(Beginning of Selected text)
Derek Chauvin's Phony Federal Sentence

Out of curiosity, are consecutive sentences the norm, and why are some consecutive and others concurrent? I've often wondered on how that decision is made.
It likely has to do with cost of inmate upkeep - which goes up as he ages.
If his federal sentence was served consecutively, he would be in prison in his 80's, which means higher medical costs.
 
Average time spent in prison for murder is 13.4 years. Chauvin is going to spend 22 years and get out at age 68, enough is enough.
 
He will probably spend most if his time looking over his shoulder, or in solitary confinement. A cop allowed to move freely among a bunch of inmates will be a target.
If it was my loved one, he wouldn't be a target.......until he was released.
 
He will probably spend most if his time looking over his shoulder, or in solitary confinement. A cop allowed to move freely among a bunch of inmates will be a target.
In California's prison system(CDCR) there are special 'yards' for protective custody inmates(SNY), mainly gang dropouts, informants, sex offenders, and former law enforcement officers. As you might guess, ex-cops and child molesters are at the bottom, in prison culture.
 
No parole in the federal system.
(End of Selected text)
(Beginning of Extracted material)
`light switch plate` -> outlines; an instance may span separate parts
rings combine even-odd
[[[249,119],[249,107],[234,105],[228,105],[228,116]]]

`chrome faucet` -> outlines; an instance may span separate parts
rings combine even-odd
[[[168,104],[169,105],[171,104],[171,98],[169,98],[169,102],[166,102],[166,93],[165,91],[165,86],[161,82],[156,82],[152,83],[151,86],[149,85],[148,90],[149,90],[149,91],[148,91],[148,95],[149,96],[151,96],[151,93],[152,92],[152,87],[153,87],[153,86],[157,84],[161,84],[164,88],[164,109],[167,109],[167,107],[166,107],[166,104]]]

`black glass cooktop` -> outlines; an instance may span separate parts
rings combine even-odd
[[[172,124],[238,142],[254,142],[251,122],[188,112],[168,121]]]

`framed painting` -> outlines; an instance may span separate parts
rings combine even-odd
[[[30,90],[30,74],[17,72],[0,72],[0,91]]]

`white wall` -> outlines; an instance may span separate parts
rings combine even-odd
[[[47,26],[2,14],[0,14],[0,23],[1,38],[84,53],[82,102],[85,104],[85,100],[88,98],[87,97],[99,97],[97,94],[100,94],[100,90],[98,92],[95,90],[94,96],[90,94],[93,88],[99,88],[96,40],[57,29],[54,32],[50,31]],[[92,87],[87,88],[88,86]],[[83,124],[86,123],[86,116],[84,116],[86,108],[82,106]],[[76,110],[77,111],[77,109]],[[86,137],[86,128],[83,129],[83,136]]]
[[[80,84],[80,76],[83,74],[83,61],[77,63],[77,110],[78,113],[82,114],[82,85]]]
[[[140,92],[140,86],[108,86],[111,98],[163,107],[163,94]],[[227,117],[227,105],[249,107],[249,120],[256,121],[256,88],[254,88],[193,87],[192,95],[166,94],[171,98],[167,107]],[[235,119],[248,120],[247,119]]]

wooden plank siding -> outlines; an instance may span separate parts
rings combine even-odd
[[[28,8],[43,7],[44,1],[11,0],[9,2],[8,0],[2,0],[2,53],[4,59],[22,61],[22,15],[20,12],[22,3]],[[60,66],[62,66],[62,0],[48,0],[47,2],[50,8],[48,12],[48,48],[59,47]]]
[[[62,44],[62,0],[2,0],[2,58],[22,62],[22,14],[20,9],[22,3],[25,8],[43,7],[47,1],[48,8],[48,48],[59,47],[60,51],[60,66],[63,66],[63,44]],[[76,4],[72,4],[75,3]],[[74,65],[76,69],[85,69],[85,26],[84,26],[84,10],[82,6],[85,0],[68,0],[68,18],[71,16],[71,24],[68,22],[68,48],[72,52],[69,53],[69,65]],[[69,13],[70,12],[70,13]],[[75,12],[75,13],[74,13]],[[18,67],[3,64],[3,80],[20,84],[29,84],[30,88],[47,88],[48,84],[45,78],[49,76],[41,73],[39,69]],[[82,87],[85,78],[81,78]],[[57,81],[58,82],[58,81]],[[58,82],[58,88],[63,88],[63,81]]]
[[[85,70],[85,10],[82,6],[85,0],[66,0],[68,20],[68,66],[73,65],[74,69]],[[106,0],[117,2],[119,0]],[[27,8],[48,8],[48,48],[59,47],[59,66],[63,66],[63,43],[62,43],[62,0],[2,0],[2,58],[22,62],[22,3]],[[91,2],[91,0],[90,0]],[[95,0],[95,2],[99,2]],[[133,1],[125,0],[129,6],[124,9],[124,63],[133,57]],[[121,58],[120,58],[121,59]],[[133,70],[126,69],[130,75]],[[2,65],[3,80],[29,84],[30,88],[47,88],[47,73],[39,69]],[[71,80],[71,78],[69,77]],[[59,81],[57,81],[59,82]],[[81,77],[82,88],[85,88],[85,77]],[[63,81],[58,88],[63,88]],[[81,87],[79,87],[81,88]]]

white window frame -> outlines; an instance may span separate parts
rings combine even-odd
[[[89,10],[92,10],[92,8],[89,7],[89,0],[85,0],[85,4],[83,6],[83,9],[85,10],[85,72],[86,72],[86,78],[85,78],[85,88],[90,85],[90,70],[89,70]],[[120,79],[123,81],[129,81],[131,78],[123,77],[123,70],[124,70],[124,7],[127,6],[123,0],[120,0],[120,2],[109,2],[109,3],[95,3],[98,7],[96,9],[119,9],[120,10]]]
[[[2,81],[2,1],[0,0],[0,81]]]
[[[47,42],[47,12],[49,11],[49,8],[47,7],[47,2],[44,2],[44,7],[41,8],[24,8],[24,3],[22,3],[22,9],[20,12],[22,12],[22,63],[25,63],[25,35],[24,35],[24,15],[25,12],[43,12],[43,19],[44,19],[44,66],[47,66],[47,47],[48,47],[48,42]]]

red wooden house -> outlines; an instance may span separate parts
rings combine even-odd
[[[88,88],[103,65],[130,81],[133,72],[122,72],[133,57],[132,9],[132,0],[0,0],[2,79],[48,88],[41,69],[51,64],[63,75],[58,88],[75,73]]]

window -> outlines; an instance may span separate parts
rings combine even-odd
(End of Extracted material)
Problem 1 »
According to the Chauvin sentencing thread, which kinds of inmates are mainly held on the special protective custody yards in California's prison system?
Problem 2 »
What does the Chauvin sentencing thread give as the average time spent in prison for murder?
Problem 3 »
Carry the Chauvin sentencing thread forward from its last line with a few more posts.
The listing above is separate material and has nothing to do with the Chauvin sentencing thread.

Exercise output 1 »
- Gang dropouts
- Informants
- Sex offenders
- Former law enforcement officers

Exercise output 2 »
13.4 years.

Exercise output 3 »
Correct, however, inmates can be released earlier prior to the serving their entire sentence by receiving credits for good behavior and/or a Federal judge may also reduce sentence, if requested by the prisoner’s legal team. There is also another way the sentence may be reduced, but it’s argumentative, so I won’t raise the issue. Most likely, Chauvin will serve at least 85% of his sentence, which I believe reduces the sentence to possibly being 19years 1 month. (If he makes it that long.)

Even though cops have a pretty good life in prison and especially in Federal prison, other inmates in the general population have ample opportunities to have contact with inmates in protective custody. Nathan may be able to add more to this, but there have been inmates killed in Federal prison at the hands of other inmates, even while under protective custody.
 
Nathan: Were you a correction’s officer in state or Federal prison or do I have you confused with another poster?

I have always wondered if prisoners are able to file motions without an attorney’s help and is the prisoner entitled to act as his own attorney in court? I may be mistaken, but weren’t some of these procedures changed after judges made errors during Ted Bundy’s court appearances?
 
Nathan: Were you a correction’s officer in state or Federal prison or do I have you confused with another poster?

I have always wondered if prisoners are able to file motions without an attorney’s help and is the prisoner entitled to act as his own attorney in court? I may be mistaken, but weren’t some of these procedures changed after judges made errors during Ted Bundy’s court appearances?
Prisoners can always file papers Pro Se. They can also assist other prisoners to draft papers and it is not an unauthorized practice of law, the Supreme Court refers to these as "Jailhouse Lawyers".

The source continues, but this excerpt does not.